## Задание 1
Представьте в виде таблицы Markdown со столбцами «№» и «Строка» участок записей ниже от строки, содержащей «of the wooden», до строки, содержащей «x=48, y=308», включительно, пропустив пустые строки.

Возражая против социализма, подпольный человек пишет: «Ведь все дело-то человеческое, кажется, и действительно в том только и состоит, чтобы человек поминутно доказывал себе, что он человек, а не штифтик! Хоть своими боками, да доказывал; хоть троглодитством, да доказывал!»
Для безбожников Достоевского все дело человеческое также как будто в том только и состоит, чтобы поминутно доказывать себе свою независимость от бога — хоть своими боками, хоть троглодитством, а доказывать.
При том жизнеощущении, которым полон Достоевский, это упорное богоборчество его вполне естественно. Мир ужасен, человек безнадежно слаб и безмерно несчастен, жизнь без бога — это «медленное страдание и смерть» (Ставрогин). Какая же, в таком случае, свободаобращения к богу, какая любовь к нему? Нищий, иззябший калека стоит во мраке перед чертогом властителя. Если он запоет властителю хвалу, то потому ли, что возлюбил его, или только потому, что в чертоге тепло и светло?
Босая женщина бродила по улицам Александрии с факелом в одной руке, с кувшином в другой, и восклицала:
«Я сожгу небо этим факелом и затушу адский огонь этой водой, чтобы человек мог любить бога только ради его самого».
Для Достоевского же нет добродетели, если нет бессмертия; только убить себя остается, если нет бессмертия; невозможно жить и дышать, если нет бессмертия. На что нужен был бы Достоевскому бог, если бы предприятие александрийской женщины удалось? Знаменательная черточка: для Достоевского понятия «бог» и «личное бессмертие человека» неразрывно связаны между собою, для него это простые синонимы. Между тем связь эта вовсе ведь не обязательна.
Любить бога только ради него самого, без гарантированного человеку бессмертия… За что? За этот мир, полный ужаса, разъединения и скорби? За мрачную душу свою, в которой копошатся пауки и фаланги? Нет, любви тут быть не может. Тут возможен только горький и буйный вопрос Ипполита:
«Неужели нельзя меня просто съесть, не требуя от меня похвал тому, что меня съело?»
Тут возможно только мятежное решение Ивана Карамазова: «Лучше уж я останусь при неотмщенном страдании моем и неутомленном негодовании моем, хотя бы я был и не прав».
XIV
Аркан
Но чем же в таком случае жить?
«Можно ли жить бунтом? А я хочу жить», — говорит Иван Карамазов.

## Задание 2
Процитируйте из текста о Достоевском отрывок от слов «При том жизнеощущении, которым» до слов «тепло и светло?» включительно.

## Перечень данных
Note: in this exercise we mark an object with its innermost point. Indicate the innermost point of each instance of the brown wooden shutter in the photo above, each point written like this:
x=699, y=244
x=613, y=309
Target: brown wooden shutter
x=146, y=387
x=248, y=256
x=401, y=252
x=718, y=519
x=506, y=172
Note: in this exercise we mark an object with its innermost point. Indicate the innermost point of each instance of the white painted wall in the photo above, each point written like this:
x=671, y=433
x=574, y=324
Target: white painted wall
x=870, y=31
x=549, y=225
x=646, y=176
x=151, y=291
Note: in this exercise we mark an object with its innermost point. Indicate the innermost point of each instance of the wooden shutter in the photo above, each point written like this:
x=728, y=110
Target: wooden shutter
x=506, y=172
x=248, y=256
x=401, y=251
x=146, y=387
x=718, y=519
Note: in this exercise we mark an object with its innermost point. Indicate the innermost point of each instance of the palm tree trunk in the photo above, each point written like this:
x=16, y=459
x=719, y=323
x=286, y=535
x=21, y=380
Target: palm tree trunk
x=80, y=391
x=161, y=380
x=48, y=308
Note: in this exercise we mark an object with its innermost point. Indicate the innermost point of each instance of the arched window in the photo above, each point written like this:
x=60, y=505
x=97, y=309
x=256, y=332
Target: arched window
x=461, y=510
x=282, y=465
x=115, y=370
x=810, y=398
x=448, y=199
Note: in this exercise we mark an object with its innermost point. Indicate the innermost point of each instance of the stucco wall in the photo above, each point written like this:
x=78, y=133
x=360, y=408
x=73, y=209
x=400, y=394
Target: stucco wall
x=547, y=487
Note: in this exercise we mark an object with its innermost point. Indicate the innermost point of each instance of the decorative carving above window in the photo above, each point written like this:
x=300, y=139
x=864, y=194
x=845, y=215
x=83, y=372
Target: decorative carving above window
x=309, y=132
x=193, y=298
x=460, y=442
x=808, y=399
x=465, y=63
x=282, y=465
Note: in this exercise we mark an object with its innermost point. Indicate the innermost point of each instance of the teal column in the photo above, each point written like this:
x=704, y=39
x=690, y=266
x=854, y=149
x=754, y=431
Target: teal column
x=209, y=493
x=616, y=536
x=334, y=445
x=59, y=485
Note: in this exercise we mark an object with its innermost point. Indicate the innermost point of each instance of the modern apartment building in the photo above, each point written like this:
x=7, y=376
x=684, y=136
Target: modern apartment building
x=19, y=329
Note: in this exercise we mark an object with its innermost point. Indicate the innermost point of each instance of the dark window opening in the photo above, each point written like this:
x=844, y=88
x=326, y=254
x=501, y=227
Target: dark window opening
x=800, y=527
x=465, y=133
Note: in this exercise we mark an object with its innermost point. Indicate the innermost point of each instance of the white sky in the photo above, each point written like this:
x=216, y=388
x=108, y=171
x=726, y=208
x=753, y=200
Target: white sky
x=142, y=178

## Ответ 1
| № | Строка |
|---|---|
| 1 | Note: in this exercise we mark an object with its innermost point. Indicate the innermost point of each instance of the wooden shutter in the photo above, each point written like this: |
| 2 | x=728, y=110 |
| 3 | Target: wooden shutter |
| 4 | x=506, y=172 |
| 5 | x=248, y=256 |
| 6 | x=401, y=251 |
| 7 | x=146, y=387 |
| 8 | x=718, y=519 |
| 9 | Note: in this exercise we mark an object with its innermost point. Indicate the innermost point of each instance of the palm tree trunk in the photo above, each point written like this: |
| 10 | x=16, y=459 |
| 11 | x=719, y=323 |
| 12 | x=286, y=535 |
| 13 | x=21, y=380 |
| 14 | Target: palm tree trunk |
| 15 | x=80, y=391 |
| 16 | x=161, y=380 |
| 17 | x=48, y=308 |

## Ответ 2
При том жизнеощущении, которым полон Достоевский, это упорное богоборчество его вполне естественно. Мир ужасен, человек безнадежно слаб и безмерно несчастен, жизнь без бога — это «медленное страдание и смерть» (Ставрогин). Какая же, в таком случае, свободаобращения к богу, какая любовь к нему? Нищий, иззябший калека стоит во мраке перед чертогом властителя. Если он запоет властителю хвалу, то потому ли, что возлюбил его, или только потому, что в чертоге тепло и светло?